> **Written instruction 1**: Below are a book review and a set of records. Repeat the records word for word from the line containing "one marker per instance, written like [44,43]" through the end of the records, both included, and leave out the pictures.

Book Review: The Inkblots: Hermann Rorshach, His Iconic Test, and the Power of Seeing, by Damion Searls

The InkblotsDamion Searls’ The Inkblots: Hermann Rorshach, His Iconic Test, and the Power of Seeing is a beautiful work of narrative non-fiction about which the title makes quite clear. This is Searls’ first book of this type and it is fabulous. Well-researched and well-written, I found it both intellectually and artistically engaging.

The first half of the book is primarily biographical, through which we discover the development and true intent of Rorshach’s famous (or infamous, as some may perceive it) inkblots test. The latter half chronicles further development and use (or misuse) of the test from the Swiss doctor’s death in 1922 to present day, a fantastic journey of controversy that had me questioning, evaluating, and empathizing with both testers and test-takers throughout. The reader will eventually discover that the real take away from this book is, again, right there in the title: the power of seeing. We all perceive differently, and Rorshach, being both an artist and doctor, tapped into the possibilities of what we may discover about others and ourselves based on perceptions of just ten cards of symmetrical inkblots. One can only speculate what Rorshach could and would have further done with it had he not tragically died at such an early age.

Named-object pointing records

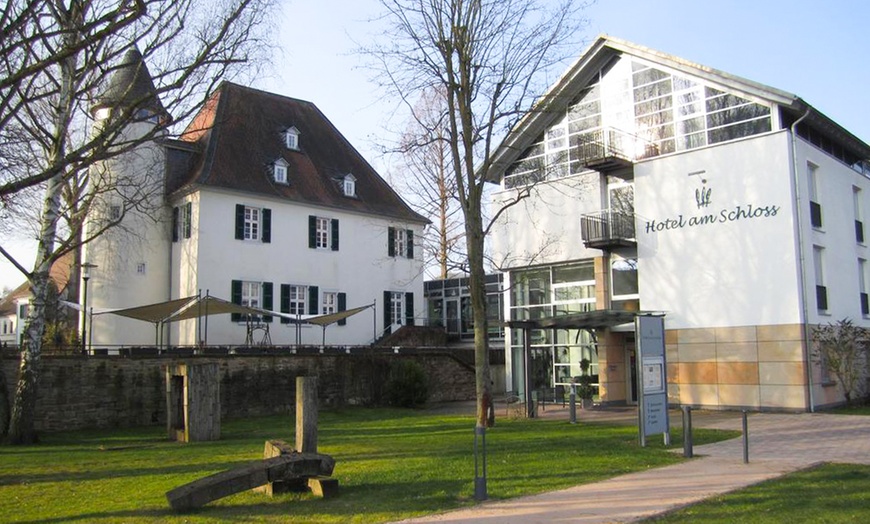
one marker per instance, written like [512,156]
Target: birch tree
[426,181]
[56,59]
[488,58]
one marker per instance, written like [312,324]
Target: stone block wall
[77,392]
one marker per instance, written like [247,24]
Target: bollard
[480,480]
[572,402]
[687,432]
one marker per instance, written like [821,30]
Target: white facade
[131,259]
[745,211]
[360,268]
[238,211]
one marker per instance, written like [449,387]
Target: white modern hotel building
[735,209]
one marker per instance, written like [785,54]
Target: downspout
[802,262]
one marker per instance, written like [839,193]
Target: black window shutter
[175,224]
[342,306]
[409,309]
[285,302]
[334,225]
[387,316]
[240,222]
[188,219]
[236,298]
[267,226]
[313,302]
[267,300]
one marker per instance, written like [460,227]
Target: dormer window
[279,171]
[348,185]
[291,138]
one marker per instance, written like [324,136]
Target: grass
[391,464]
[825,494]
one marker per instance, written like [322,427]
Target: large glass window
[660,112]
[558,290]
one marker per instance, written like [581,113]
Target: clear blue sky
[817,50]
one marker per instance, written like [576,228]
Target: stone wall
[78,392]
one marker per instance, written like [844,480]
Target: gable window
[291,139]
[348,185]
[821,289]
[812,190]
[400,242]
[398,310]
[330,303]
[182,220]
[253,223]
[279,171]
[322,233]
[251,294]
[862,288]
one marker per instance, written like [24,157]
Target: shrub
[407,386]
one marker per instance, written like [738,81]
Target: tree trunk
[477,289]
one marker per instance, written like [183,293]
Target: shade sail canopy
[151,312]
[209,305]
[599,319]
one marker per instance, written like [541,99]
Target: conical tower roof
[131,83]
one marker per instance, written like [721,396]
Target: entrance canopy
[588,320]
[599,319]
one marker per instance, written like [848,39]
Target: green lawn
[825,494]
[391,464]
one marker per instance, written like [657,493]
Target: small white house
[735,209]
[267,205]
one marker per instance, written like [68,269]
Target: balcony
[608,149]
[607,229]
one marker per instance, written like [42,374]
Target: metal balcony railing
[607,229]
[610,148]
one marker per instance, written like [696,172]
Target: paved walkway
[779,444]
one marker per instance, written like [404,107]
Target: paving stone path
[778,444]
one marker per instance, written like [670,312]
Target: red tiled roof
[240,134]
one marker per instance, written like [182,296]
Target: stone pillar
[193,405]
[306,414]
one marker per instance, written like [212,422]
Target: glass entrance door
[452,316]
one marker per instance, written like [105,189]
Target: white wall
[728,272]
[360,268]
[142,238]
[834,182]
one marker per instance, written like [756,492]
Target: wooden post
[306,414]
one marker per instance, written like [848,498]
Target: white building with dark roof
[735,209]
[267,205]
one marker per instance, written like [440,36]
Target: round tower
[129,260]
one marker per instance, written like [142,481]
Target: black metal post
[572,402]
[480,480]
[688,452]
[85,279]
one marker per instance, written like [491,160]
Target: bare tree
[56,61]
[486,57]
[842,349]
[429,186]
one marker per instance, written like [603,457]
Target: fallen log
[283,468]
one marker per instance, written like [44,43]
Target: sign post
[652,410]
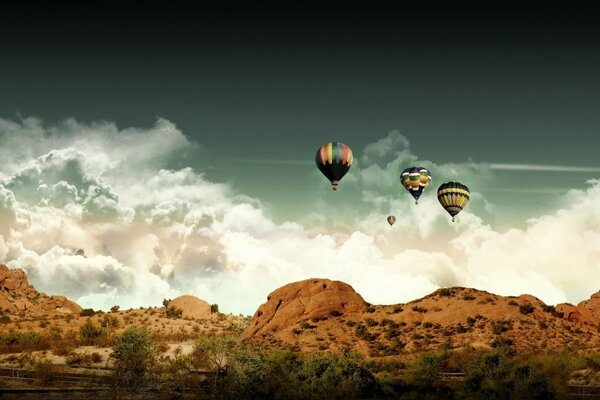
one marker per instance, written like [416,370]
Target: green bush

> **Written instruction 2**: Transcribe the full book review above word for word.

> **Exercise result 1**:
one marker per instance, written like [44,43]
Target: sign post
[652,410]
one marker per instance, written like [416,370]
Target: green bush

> **Exercise result 2**:
Book Review: The Inkblots: Hermann Rorshach, His Iconic Test, and the Power of Seeing, by Damion Searls

The InkblotsDamion Searls’ The Inkblots: Hermann Rorshach, His Iconic Test, and the Power of Seeing is a beautiful work of narrative non-fiction about which the title makes quite clear. This is Searls’ first book of this type and it is fabulous. Well-researched and well-written, I found it both intellectually and artistically engaging.

The first half of the book is primarily biographical, through which we discover the development and true intent of Rorshach’s famous (or infamous, as some may perceive it) inkblots test. The latter half chronicles further development and use (or misuse) of the test from the Swiss doctor’s death in 1922 to present day, a fantastic journey of controversy that had me questioning, evaluating, and empathizing with both testers and test-takers throughout. The reader will eventually discover that the real take away from this book is, again, right there in the title: the power of seeing. We all perceive differently, and Rorshach, being both an artist and doctor, tapped into the possibilities of what we may discover about others and ourselves based on perceptions of just ten cards of symmetrical inkblots. One can only speculate what Rorshach could and would have further done with it had he not tragically died at such an early age.